__AIM__.
Rewrite the material from the line containing "Your task is to find the skylight" through the line containing "(799, 545), (868, 592)", keeping every request and offsetting each coordinate in the answers by -32.

[Stored items]

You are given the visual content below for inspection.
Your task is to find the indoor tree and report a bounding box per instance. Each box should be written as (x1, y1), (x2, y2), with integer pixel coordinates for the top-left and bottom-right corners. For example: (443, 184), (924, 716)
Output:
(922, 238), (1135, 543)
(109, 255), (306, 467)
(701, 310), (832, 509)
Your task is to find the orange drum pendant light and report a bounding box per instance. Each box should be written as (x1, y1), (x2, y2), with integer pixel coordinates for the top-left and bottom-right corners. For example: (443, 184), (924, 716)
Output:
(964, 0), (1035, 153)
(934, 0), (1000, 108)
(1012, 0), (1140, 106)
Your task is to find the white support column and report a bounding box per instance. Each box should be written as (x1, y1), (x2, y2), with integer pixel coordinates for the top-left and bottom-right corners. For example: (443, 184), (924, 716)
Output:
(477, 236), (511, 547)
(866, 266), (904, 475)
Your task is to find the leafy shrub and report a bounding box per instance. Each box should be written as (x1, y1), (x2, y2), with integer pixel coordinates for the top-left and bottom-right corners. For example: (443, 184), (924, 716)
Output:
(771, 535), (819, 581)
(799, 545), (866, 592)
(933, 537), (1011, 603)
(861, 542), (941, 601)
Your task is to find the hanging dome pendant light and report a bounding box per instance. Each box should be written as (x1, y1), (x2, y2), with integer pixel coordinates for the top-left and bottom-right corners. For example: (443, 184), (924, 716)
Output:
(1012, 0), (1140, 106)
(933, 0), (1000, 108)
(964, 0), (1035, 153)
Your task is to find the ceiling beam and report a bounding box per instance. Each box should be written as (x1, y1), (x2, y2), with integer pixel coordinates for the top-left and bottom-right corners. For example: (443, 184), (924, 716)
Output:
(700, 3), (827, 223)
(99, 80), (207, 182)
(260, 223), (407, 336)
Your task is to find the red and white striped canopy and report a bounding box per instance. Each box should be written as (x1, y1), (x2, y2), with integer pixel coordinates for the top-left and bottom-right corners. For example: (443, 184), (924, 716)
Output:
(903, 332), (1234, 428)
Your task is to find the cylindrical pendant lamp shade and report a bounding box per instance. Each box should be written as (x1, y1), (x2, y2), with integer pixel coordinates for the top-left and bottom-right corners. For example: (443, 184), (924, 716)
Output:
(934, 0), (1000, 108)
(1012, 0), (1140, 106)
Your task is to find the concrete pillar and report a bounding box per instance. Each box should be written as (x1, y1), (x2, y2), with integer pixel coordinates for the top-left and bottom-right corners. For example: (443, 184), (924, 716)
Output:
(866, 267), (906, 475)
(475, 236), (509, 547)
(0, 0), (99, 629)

---

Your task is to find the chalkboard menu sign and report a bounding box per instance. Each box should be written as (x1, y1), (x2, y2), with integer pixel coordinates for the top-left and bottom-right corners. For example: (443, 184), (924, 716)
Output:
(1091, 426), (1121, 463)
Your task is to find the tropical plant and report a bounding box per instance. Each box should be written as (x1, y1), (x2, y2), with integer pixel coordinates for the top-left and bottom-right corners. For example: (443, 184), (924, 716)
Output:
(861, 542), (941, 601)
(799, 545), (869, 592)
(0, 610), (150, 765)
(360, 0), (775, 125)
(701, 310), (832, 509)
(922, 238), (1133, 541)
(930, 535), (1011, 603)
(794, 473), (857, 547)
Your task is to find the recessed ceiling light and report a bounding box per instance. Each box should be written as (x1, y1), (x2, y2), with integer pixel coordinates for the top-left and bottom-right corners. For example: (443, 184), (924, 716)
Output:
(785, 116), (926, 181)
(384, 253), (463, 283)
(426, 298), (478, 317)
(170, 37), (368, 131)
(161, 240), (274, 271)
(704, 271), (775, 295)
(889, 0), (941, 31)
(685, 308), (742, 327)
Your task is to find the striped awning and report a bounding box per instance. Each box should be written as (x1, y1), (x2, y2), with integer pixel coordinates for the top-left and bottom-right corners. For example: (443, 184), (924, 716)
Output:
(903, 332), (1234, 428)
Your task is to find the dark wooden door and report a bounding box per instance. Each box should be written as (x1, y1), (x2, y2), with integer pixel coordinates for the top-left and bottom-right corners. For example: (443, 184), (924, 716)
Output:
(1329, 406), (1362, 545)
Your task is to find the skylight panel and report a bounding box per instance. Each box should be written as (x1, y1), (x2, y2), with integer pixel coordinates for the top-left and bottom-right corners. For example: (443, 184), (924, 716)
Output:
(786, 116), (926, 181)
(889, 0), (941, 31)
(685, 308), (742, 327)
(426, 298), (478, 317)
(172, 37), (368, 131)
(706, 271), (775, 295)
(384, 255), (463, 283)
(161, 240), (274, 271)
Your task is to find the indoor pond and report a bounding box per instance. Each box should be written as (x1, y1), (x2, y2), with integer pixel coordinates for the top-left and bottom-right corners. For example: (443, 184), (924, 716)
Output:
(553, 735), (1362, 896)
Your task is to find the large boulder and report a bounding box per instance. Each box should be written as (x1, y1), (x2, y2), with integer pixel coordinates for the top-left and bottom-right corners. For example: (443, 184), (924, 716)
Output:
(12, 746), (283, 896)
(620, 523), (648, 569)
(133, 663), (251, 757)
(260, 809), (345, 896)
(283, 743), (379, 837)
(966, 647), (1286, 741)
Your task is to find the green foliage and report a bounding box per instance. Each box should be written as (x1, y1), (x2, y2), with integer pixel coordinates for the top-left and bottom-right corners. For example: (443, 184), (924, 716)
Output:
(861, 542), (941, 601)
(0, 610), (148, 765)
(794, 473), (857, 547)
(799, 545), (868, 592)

--

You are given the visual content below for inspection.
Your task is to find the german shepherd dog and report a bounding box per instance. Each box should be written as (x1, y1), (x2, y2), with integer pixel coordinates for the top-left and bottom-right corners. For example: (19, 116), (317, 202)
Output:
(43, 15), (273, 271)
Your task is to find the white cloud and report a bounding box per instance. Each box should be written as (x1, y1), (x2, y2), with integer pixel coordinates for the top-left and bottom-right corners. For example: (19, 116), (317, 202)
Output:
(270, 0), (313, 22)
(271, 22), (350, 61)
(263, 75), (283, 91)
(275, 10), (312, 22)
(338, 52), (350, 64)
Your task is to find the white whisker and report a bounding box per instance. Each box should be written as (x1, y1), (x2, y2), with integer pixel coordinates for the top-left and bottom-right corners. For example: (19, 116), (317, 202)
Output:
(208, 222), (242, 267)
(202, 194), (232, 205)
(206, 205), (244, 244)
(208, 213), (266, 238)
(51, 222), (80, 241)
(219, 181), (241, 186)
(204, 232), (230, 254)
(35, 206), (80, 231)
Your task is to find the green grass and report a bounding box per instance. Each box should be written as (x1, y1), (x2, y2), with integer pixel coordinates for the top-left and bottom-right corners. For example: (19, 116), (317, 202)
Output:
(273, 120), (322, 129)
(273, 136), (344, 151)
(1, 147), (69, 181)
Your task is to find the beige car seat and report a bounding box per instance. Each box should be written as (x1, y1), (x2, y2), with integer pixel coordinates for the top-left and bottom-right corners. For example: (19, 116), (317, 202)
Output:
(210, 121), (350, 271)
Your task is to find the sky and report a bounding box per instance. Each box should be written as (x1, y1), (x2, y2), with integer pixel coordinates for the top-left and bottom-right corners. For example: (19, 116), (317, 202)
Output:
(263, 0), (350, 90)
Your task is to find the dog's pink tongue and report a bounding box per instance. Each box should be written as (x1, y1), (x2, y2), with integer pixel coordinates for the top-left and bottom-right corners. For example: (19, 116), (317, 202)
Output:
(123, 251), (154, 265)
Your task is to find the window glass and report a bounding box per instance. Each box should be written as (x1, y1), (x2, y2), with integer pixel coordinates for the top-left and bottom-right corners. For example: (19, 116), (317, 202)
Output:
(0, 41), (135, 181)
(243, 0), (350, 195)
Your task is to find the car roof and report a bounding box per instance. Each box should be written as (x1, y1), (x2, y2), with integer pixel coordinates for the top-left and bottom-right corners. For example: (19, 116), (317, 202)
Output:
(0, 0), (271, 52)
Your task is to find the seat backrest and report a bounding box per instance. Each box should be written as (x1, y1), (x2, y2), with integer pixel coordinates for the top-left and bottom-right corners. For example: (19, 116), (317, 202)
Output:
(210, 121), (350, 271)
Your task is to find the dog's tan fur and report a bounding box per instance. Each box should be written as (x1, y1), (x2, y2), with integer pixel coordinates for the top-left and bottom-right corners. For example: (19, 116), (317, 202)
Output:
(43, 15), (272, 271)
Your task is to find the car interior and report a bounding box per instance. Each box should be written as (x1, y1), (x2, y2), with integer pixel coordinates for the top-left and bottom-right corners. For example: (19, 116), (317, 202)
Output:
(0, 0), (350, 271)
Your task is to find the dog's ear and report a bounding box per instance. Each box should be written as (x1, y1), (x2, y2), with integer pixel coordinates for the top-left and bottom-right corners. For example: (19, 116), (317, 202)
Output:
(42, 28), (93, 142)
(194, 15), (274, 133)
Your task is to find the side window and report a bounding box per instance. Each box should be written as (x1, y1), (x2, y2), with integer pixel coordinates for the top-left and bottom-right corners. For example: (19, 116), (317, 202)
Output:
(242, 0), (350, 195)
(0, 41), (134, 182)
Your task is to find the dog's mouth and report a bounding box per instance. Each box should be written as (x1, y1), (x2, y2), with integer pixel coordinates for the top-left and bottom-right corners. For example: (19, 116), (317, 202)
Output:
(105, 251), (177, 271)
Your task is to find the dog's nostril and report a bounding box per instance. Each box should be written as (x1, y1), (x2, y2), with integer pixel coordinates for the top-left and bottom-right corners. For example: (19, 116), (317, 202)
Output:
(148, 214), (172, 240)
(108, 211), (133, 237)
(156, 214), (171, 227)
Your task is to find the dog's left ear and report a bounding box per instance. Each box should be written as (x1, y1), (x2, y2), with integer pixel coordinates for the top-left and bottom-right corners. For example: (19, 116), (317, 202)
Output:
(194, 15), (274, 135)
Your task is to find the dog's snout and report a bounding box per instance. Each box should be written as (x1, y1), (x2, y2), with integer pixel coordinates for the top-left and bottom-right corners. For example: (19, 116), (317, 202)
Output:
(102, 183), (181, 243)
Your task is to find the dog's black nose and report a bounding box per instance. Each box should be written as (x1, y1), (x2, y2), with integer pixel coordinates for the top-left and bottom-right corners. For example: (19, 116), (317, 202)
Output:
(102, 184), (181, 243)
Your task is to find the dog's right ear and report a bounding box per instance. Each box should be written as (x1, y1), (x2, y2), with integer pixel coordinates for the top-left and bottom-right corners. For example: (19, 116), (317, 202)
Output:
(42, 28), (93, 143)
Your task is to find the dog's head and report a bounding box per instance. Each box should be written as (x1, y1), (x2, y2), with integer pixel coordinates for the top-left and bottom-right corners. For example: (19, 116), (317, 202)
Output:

__ANSWER FOR THE TASK__.
Your task is to find the skylight panel and report a bounding box per instance. Each box should be written as (x1, y1), (x2, y2), with integer pixel coordinates for the top-left and bottom-right corners. For example: (443, 184), (924, 716)
Output:
(754, 84), (894, 149)
(857, -32), (909, -1)
(653, 276), (710, 295)
(394, 266), (446, 285)
(140, 5), (336, 99)
(674, 239), (743, 263)
(352, 223), (431, 251)
(129, 208), (242, 239)
Your task is to find the indoor pond and report a bounding box per instance. Each box should be written as (x1, y1), (x2, y2), with integer pixel coordinates for the top-left and bottom-right corners. For example: (443, 184), (924, 716)
Output:
(521, 703), (1330, 864)
Your task is to find the large boulder and report a bounding box per instance. Each box should be written as (x1, y1), (x2, y2), with integer pixel coordinates for the top-left and bottom-right corners. For example: (443, 184), (924, 716)
Output:
(-20, 714), (251, 864)
(588, 491), (616, 537)
(101, 631), (219, 725)
(228, 777), (313, 864)
(251, 711), (347, 805)
(934, 615), (1254, 709)
Your task is to find the green foliage and report a bounding box per instance. Each box should be written as (x1, y1), (x2, y2), with integer pixel coordinates for the top-left and bottom-right corners. For example: (443, 184), (924, 716)
Output:
(829, 510), (909, 569)
(-32, 578), (116, 733)
(762, 441), (825, 515)
(767, 513), (836, 560)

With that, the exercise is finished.